----- Stored rows -----
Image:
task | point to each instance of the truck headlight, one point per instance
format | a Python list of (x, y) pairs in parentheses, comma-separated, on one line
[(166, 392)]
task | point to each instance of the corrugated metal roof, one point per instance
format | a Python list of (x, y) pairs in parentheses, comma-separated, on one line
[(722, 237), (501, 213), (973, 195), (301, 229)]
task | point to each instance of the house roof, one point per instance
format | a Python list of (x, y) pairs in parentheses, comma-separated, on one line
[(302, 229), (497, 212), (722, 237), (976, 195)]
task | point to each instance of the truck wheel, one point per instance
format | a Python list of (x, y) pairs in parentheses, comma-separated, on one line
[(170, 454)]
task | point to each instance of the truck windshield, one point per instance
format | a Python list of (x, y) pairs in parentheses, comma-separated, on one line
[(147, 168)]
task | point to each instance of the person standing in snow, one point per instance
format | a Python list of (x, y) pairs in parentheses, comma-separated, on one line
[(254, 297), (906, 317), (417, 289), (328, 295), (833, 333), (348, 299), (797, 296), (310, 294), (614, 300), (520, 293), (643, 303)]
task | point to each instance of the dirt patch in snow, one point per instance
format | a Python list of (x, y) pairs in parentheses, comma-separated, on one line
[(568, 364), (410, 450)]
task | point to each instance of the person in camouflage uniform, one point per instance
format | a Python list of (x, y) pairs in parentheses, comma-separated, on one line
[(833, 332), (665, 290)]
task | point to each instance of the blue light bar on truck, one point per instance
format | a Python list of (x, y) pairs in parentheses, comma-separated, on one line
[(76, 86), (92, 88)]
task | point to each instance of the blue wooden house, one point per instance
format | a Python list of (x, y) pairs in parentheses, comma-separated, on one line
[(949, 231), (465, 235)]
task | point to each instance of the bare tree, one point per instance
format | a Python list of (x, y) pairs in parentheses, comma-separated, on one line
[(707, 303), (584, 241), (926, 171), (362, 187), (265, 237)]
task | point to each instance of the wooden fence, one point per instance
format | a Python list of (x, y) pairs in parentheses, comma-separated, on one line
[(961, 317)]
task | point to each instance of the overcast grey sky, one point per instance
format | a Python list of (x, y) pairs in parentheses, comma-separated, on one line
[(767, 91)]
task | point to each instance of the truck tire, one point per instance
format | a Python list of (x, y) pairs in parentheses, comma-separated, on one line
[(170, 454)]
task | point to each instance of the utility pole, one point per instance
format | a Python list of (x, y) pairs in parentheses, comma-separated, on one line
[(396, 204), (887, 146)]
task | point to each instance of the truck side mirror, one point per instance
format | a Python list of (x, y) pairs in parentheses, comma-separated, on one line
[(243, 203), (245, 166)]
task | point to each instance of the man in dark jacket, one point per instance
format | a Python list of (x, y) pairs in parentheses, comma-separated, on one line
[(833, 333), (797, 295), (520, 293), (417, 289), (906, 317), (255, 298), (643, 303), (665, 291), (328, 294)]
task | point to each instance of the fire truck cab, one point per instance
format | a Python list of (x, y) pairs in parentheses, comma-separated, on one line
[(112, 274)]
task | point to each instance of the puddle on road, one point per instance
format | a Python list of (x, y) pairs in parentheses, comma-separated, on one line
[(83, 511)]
-----
Reproduce every one of the records above verbatim, line for line.

> [Exercise output]:
Image:
task | point to each instance of the truck headlight, one point per instance
format | a Python list of (x, y) pairs in parentheses, comma-separated, on one line
[(166, 392)]
task | point to each instance of the corrugated metal roof, one point per instance
format | a Python list of (x, y) pairs in parentheses, comma-separated, on one line
[(722, 237), (501, 213), (973, 195), (301, 229)]
task | point to each instance of the house roof, one point per instance
format | a Python list of (x, y) pairs in parentheses, comma-separated, on one line
[(302, 229), (497, 212), (722, 237), (976, 195)]
task | point to each instance of the truck wheel, one point per instance
format | a Python list of (x, y) pairs in parentheses, comma-separated, on one line
[(170, 454)]
task | point to each instance of the truck windshield, one point per instance
format | a Python list of (x, y) pairs in parentheses, comma-separated, on one line
[(147, 168)]
task | point to each instance of the person standing in snow, one point per instance
format | a Python list of (x, y) pairs in parentheses, comma-separated, on one line
[(254, 297), (906, 317), (417, 289), (328, 295), (833, 333), (348, 299), (797, 296), (310, 294), (614, 300), (520, 293), (643, 303)]
task | point to each instance of the dirt patch in snow, one point per instance
format | a Python list of (x, y) pairs in parentheses, comma-separated, on one line
[(568, 364), (410, 450)]
task | point to each instance of the person in camouflage uniform, one point per instance
format | a Python list of (x, y) pairs in parentheses, comma-separated, on one line
[(833, 332), (665, 290)]
task | point to each instance of the blue light bar on truck, one point per instance
format | a Python list of (x, y) pairs in parentheses, comma-separated, on one line
[(76, 86), (92, 88)]
task | point to each instance of the blue wooden house, one point per instance
format | a Python list of (x, y) pairs in parentheses, comma-separated, on one line
[(949, 231), (465, 235)]
task | point to each instance of the bare tree, one point per instance
format | a Python list of (x, y) pairs in parentheses, comma-separated, on one line
[(707, 303), (584, 241), (926, 171), (362, 187), (265, 237)]
task | point to each instance of the wooden fence, one point per instance
format | a Python list of (x, y) pairs in parentheses, comma-separated, on one line
[(961, 317)]
task | point to each instance of the overcast grey sky, one point per instance
format | a Python list of (x, y) pairs in parentheses, comma-separated, on one line
[(767, 91)]
task | point to each instance of the truck tire, one point per instance
format | a Python list of (x, y) pairs in parentheses, comma-separated, on one line
[(170, 454)]
task | point to each instance of the utility pole, one point per instance
format | a Python list of (x, y) pairs in parentheses, comma-separated, on one line
[(396, 204), (887, 146)]
task | point to each instance of the truck side mirror, one point per instance
format | a Python list of (x, y) pairs in parentheses, comma-separated, on one line
[(243, 203), (245, 166)]
task | point to each instance of the man in dark jacket, one point per instance
format | a Python list of (x, y) pairs in parentheses, comma-separated, on one line
[(833, 333), (797, 295), (520, 293), (417, 289), (906, 317), (255, 298), (643, 303), (665, 291), (328, 294)]
task | point to each instance of the fire truck cab, one point per instance
format | a Python list of (x, y) pairs in parentheses, comma-separated, on one line
[(112, 274)]
task | point to each instance of the puddle on road, one point per instance
format | a Python list of (x, y) pairs in parentheses, comma-separated, on one line
[(83, 511)]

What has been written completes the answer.